--- 課題文 ---

中医学を楽しく学ぶ!出発はこの本から!書籍「中医学の仕組みがわかる基礎講義」の著者兵頭明先生にインタビューしました!
数千年という長い歴史を経て裏付けされてきた中医学。西洋医学は、科学的なエビデンスを元に発展しましたが、中医学は膨大な実践経験に基づく経験医学と言えます。そして、中医学は独自の体系を持つことが特徴でもあります。
書籍「中医学の仕組みがわかる基礎講義」は、中医学の第一人者である兵頭明先生が、難解と感じる中医基礎学を、システマティックに簡潔にまとめた1冊です。
兵頭先生は、本書の冒頭で「すべての医療職種が西洋医学の考え方を共有しているように、鍼灸師と医師、歯科医師、コ・メディカルが東洋医学というもう一つの理論的基盤を共有することによって、東洋医学をベースにした医療連携も可能になると考えます」と述べています。

---

課題 A.
課題文の「書籍「中医学の仕組みがわかる基礎講義」は」から「と考えます」と述べています。」までを、一字も変えずにすべて書き写してください。
課題 B.
課題文の内容を2文で要約せよ。
課題 C.
中医学の本を紹介する課題文について、最後の文の後から続きを書き継げ。

--- 確認用データ ---

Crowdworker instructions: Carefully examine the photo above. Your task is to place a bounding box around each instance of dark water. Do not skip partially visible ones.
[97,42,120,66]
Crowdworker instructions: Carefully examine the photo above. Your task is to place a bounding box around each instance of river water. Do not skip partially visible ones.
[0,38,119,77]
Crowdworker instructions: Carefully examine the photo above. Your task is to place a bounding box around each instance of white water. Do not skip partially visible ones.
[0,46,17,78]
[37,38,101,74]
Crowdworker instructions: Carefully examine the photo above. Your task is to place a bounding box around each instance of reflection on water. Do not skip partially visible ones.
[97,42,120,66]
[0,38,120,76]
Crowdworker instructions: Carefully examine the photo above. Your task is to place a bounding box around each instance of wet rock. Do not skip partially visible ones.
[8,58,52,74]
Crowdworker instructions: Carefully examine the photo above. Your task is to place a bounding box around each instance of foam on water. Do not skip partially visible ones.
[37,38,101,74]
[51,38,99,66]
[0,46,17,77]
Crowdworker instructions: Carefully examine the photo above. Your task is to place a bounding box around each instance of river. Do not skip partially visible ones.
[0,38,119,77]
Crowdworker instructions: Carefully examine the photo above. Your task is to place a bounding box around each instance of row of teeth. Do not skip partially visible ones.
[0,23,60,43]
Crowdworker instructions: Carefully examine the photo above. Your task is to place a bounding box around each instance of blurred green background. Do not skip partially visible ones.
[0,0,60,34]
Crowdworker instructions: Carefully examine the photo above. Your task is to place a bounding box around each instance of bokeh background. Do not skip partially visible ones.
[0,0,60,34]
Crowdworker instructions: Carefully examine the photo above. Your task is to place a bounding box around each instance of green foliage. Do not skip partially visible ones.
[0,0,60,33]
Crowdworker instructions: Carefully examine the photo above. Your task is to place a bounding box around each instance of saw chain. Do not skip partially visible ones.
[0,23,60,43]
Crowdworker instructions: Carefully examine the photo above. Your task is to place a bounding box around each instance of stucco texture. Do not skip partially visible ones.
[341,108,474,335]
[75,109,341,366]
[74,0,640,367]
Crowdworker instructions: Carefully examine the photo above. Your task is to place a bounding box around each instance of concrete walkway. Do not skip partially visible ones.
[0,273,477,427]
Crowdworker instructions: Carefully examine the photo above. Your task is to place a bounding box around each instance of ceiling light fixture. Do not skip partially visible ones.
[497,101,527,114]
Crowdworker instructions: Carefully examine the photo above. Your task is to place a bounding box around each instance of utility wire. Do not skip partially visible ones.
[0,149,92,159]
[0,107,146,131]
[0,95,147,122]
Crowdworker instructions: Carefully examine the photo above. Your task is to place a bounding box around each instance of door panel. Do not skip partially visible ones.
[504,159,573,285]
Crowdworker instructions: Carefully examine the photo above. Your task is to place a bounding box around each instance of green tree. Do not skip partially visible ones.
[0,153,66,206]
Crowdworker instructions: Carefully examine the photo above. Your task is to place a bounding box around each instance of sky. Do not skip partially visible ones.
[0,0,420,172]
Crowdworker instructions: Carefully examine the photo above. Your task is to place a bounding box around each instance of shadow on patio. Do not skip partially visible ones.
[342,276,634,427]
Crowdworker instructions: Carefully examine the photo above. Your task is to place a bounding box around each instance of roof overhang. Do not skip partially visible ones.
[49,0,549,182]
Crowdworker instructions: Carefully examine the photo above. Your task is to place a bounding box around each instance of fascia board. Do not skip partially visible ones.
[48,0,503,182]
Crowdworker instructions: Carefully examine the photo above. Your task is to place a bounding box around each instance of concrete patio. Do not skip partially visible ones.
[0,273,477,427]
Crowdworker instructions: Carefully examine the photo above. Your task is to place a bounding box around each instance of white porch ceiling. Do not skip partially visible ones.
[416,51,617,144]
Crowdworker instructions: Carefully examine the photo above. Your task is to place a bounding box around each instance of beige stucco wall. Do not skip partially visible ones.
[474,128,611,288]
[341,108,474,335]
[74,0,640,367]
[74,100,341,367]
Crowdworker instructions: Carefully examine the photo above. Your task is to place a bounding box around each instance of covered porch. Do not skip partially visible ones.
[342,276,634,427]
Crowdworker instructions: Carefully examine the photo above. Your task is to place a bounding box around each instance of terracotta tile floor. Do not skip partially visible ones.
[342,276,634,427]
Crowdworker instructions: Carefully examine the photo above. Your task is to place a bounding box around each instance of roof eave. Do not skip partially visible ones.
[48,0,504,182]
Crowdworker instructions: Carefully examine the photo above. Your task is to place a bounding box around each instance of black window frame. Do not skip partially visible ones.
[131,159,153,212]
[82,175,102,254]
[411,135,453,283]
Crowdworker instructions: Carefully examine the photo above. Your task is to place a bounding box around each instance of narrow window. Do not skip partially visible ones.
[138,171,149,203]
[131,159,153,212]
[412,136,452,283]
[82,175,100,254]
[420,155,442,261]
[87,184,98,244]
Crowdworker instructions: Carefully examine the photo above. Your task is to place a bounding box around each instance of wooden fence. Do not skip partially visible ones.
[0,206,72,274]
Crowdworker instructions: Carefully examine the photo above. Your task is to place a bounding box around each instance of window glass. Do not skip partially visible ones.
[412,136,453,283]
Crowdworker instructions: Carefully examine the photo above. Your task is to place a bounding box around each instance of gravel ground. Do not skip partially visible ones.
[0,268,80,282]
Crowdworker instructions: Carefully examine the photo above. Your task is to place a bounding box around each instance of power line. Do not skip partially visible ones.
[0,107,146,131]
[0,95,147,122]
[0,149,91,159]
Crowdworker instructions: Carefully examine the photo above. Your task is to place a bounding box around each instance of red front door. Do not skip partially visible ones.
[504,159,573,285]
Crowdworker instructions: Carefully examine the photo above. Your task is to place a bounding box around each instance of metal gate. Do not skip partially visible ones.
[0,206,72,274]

---
--- 確認用データ ---

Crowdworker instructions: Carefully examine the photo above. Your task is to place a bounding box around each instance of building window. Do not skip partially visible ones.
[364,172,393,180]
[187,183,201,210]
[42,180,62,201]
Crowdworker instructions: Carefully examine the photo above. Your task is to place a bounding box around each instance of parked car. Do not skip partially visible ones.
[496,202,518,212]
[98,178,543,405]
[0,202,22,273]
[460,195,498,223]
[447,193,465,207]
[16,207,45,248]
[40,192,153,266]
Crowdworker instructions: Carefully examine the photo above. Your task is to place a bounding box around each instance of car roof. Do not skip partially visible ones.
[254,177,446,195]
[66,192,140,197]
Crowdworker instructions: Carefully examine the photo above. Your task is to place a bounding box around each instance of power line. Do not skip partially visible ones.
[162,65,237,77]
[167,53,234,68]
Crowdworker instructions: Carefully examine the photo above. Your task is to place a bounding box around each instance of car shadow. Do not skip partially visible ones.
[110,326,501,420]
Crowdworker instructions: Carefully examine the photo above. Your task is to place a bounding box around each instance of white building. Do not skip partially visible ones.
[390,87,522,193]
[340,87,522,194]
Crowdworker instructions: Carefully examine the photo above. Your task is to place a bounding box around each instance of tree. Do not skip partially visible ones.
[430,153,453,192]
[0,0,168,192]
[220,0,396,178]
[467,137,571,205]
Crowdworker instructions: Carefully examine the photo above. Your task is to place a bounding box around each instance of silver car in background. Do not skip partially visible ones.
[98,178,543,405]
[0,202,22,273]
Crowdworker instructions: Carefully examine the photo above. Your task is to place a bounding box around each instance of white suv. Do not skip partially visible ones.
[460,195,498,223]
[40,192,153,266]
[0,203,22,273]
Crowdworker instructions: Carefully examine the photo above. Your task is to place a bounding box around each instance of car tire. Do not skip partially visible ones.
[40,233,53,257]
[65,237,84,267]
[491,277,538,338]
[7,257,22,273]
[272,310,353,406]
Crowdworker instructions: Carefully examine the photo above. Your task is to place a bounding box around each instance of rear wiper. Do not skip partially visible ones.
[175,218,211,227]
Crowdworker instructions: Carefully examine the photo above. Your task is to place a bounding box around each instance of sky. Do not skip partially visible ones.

---

解答欄 A.
書籍「中医学の仕組みがわかる基礎講義」は、中医学の第一人者である兵頭明先生が、難解と感じる中医基礎学を、システマティックに簡潔にまとめた1冊です。
兵頭先生は、本書の冒頭で「すべての医療職種が西洋医学の考え方を共有しているように、鍼灸師と医師、歯科医師、コ・メディカルが東洋医学というもう一つの理論的基盤を共有することによって、東洋医学をベースにした医療連携も可能になると考えます」と述べています。

解答欄 B.
中医学は数千年の歴史に裏付けられ、膨大な実践経験に基づく経験医学で、独自の体系を持つ。兵頭明先生の書籍「中医学の仕組みがわかる基礎講義」は難解と感じる中医基礎学を簡潔にまとめた1冊であり、先生は東洋医学という理論的基盤を共有することで医療連携も可能になると述べている。

解答欄 C.
2018年の発売以降、人気のロングセラーとなっている本書は、中医基礎学を簡単にマスターできる「読む」講義書として多くの方々にご愛読いただいています。
・中医学が簡単に理解できるようになるって本当ですか?
・著者の兵頭先生からお話をぜひお聞きしたい!
との声にお応えして、2024年第一弾企画として兵頭 明先生にインタビューしました!
書籍「中医学の仕組みがわかる基礎講義」について
東洋医学の根本である中医基礎学。本書は、システマティックな考え方を持つ中医学を口語体の講義形式でわかりやすく解説。東洋医学を全く知らない人でも理解できるように執筆されています。
気・血・津液・精といった生理物質や蔵象理論と六腑の生理といった東洋医学の生理学的側面から入り、病因、病理・病態、そして病証へと進めて、東洋医学の「医学」としてのエッセンスだけを無理なく無駄なく理解できるような構成になっています。
著者が養成施設などで実際に行っている中医基礎学の講義を紙上で再現。抽象的な概念も、身近な例を挙げ、理解しやすい言葉で説明しています。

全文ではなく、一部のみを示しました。